▶ _WHAT TO DO_
- A) In the forum thread on induction charging, what efficiency does Pinewold say induction charging must exceed to avoid being wasteful?
- B) Continue the forum thread on induction charging from its final post.

▶ _EXCERPTED TEXT_
Thanks for the video! Was hoping there would be a home version of the snake. If you figure 5% of 400k would be willing to pay $2500 for the Snake, that would mean 20000 potential sales that would be $50 million in sales!

If there are any VC folks out there, let's talk!


----------



## Van Shrider (Apr 3, 2016)

Pinewold said:


> How much will the charging Snake cost?
> How far will the charging Snake reach?
> When will the charing Snake be released?


I'm thinking about the Induction Charging that might be fully perfected by the time we get our cars.





Depends on the efficiency. And if having the receiver equipment would void the warranty or not.


----------



## Pinewold (Apr 4, 2016)

True but not half as fun! 

To me, you need to get better than 95% to make induction charging not be wasteful. Have seen 90% so they are getting closer. Hopefully they will also come up with an world wide induction charging standard. Not sure a standard will happen in the next two years. 

Agree that driving into the garage and having the car magically charge will be great, just want some hope of having it work everywhere.


----------



## garsh (Apr 4, 2016)

I don't see induction charging being popular. It costs more and takes longer because of the inefficiencies involved.

I could see it being useful for certain use cases, such as summoning a car from across the country, where it needs to charge itself along an autonomous journey. It would probably be easier to have the car recharge itself inductively than to perfect the charging snake. But to be efficient, the induction coils on the car & at the charging station have to be very close. The tolerances might still be too tight to be practical.


----------



## Andreas Stephens (Apr 4, 2016)

Van Shrider said:


> I'm thinking about the Induction Charging that might be fully perfected by the time we get our cars.


This is AMAZING! I love the idea - much neater than the "snake"!

I think these kind of concepts ought not be dismissed due to current technological limitations. If we think that we can send people to Mars, surely we can make something like this work!?!


----------



## TrevP (Oct 20, 2015)

I'm not convinced that inductive charging would be that useful with a Tesla. The efficiency might be improving but the rate of charge cannot be anywhere as high as a direct connection to the charging system and let's not forget Tesla's have massive batteries so the time it would take to charge it…

Can you imagine the magnetic field being induced by one of those things say at 10Kwh or 20Kwh in my garage?? I don't want an MRI scan each time I walk in to get my bike 

Might be OK for cars with smallish batteries like a LEAF or a Volt.


----------



## Pinewold (Apr 4, 2016)

Time solves all problems, if they can figure out how to make a 200kW induction charger, Tesla supercharging may not be far off.


----------



## garsh (Apr 4, 2016)

Andreas Stephens said:


> I think these kind of concepts ought not be dismissed due to current technological limitations.


It's been a while since I got my electrical engineering degree, but there are real, physical (as in... physics!) limitations to the efficiency of inductive charging.

▶ _Portion of a data file_
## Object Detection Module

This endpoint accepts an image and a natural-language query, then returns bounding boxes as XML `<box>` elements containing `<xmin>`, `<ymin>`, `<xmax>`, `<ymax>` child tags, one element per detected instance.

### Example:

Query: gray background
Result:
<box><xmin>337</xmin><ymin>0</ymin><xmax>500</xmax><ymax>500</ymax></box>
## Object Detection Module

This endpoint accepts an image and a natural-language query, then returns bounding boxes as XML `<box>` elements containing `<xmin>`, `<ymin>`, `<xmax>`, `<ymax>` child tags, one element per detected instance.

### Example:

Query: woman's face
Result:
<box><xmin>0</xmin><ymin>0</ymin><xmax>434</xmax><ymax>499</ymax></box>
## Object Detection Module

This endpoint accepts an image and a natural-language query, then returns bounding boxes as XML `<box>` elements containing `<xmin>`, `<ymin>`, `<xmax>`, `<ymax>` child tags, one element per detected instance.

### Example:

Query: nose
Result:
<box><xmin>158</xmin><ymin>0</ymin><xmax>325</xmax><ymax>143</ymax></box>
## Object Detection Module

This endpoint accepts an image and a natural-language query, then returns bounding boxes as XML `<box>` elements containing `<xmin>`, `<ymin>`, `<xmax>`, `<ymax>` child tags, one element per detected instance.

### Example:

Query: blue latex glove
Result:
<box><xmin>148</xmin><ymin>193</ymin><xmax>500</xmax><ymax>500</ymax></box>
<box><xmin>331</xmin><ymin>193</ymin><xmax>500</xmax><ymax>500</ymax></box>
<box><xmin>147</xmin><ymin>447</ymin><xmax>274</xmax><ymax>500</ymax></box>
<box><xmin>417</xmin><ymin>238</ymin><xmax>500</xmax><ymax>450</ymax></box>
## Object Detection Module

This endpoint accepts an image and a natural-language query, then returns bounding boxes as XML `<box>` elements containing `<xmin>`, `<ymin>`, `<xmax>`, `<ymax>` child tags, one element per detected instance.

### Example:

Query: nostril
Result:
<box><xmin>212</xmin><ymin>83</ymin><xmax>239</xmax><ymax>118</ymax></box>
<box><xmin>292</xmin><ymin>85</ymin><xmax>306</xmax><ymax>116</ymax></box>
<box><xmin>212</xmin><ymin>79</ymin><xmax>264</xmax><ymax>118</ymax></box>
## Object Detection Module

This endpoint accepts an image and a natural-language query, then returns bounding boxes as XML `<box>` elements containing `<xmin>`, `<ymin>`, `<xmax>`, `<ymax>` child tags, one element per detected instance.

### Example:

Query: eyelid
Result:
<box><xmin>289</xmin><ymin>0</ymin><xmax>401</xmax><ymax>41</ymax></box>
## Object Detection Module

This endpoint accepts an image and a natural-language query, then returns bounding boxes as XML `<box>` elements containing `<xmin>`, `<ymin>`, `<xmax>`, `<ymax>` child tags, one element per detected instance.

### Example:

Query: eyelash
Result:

▶ _TASK RESPONSES_
- A) Better than 95%.

- B)
We've been doing this sort of inductive coupling for almost 200 years. It's called a transformer. The best efficiency is gained by having the two loops in close proximity and both wrapped around a piece of steel. The best transformers (in the power distribution network) are 98-99% efficient. But we're not going to have a shared steel core between a car and an inductive charger, so it will be less efficient. And we're not going to be able to get the car & charger loops too close together, so it will be less efficient.

Also, do you remember the old wall wart AC adapters? They used to be heavy because they contained small transformers with chunks of steel in them. They're much smaller & lighter nowadays. This is because switching electronics have become more efficient than transformers at this sort of job.


----------



## Badback (Apr 7, 2016)

What will the inductive receiver do to road clearance? Is it going to stick out a lot? It has been 50+ years since I got my engineering degree, but I know that the losses eventually wind up as heat. 10% losses are going to make your garage a very hot place, this is not good for the batteries, or for your garage.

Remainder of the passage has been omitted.